## EXTRAIT À LIRE:
L’IVG est désormais inscrite dans la Constitution française…

Réunis en Congrès à Versailles le 4 mars 2024, les parlementaires français ont largement voté en faveur de l’inscription de la liberté d’avorter dans la Constitution : c’est une première mondiale, à la portée symbolique considérable. C’est le dénouement d’une longue bataille politique initiée par la gauche et les assos féministes et finalement portée par le gouvernement après plusieurs initiatives parlementaires …

Revivez l’émotion des militantes rassemblées sur l’esplanade du Trocadéro à Paris lors de l’annonce des résultats du scrutin . Un  vidéo-reportage de 3′ 27″ signé Aliénor Lions et publié dans L’Humanité du 5 mars 2024 …

La Tour Eiffel scintille, les fumigènes lancent des nuages violets et la joie explose : des centaines de personnes ont célébré lundi le vote au Congrès pour l’inscription de l’avortement dans la Constitution française.

« Pour l’adoption : 780 voix», déclare Yael Braun Pivet, depuis l’écran géant installé sur l’esplanade du Trocadéro à Paris.  Enfin, c’est la libération : les députés et sénateurs ont approuvé à une large majorité l’inscription de l’avortement dans la Constitution, une première mondiale. «Dans le monde, il y a 40% des femmes en âge de procréer qui vivent dans un endroit où l’IVG leur ait interdit, et c’est pour elles qu’on se réunit et pour leur envoyer de la force», précise à notre micro Floriane Volt, directrice des affaires publiques de la Fondation des Femmes.

## MATÉRIEL FOURNI:
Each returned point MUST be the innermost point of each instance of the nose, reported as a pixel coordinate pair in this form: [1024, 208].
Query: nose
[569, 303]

## À FAIRE:
Pouvez-vous transcrire mot pour mot le passage de l'extrait sur l'IVG dans la Constitution qui commence par « Réunis en Congrès » et se poursuit jusqu'à « la Constitution française. » ?

## RÉPONSE ATTENDUE:
Réunis en Congrès à Versailles le 4 mars 2024, les parlementaires français ont largement voté en faveur de l’inscription de la liberté d’avorter dans la Constitution : c’est une première mondiale, à la portée symbolique considérable. C’est le dénouement d’une longue bataille politique initiée par la gauche et les assos féministes et finalement portée par le gouvernement après plusieurs initiatives parlementaires …

Revivez l’émotion des militantes rassemblées sur l’esplanade du Trocadéro à Paris lors de l’annonce des résultats du scrutin . Un  vidéo-reportage de 3′ 27″ signé Aliénor Lions et publié dans L’Humanité du 5 mars 2024 …

La Tour Eiffel scintille, les fumigènes lancent des nuages violets et la joie explose : des centaines de personnes ont célébré lundi le vote au Congrès pour l’inscription de l’avortement dans la Constitution française.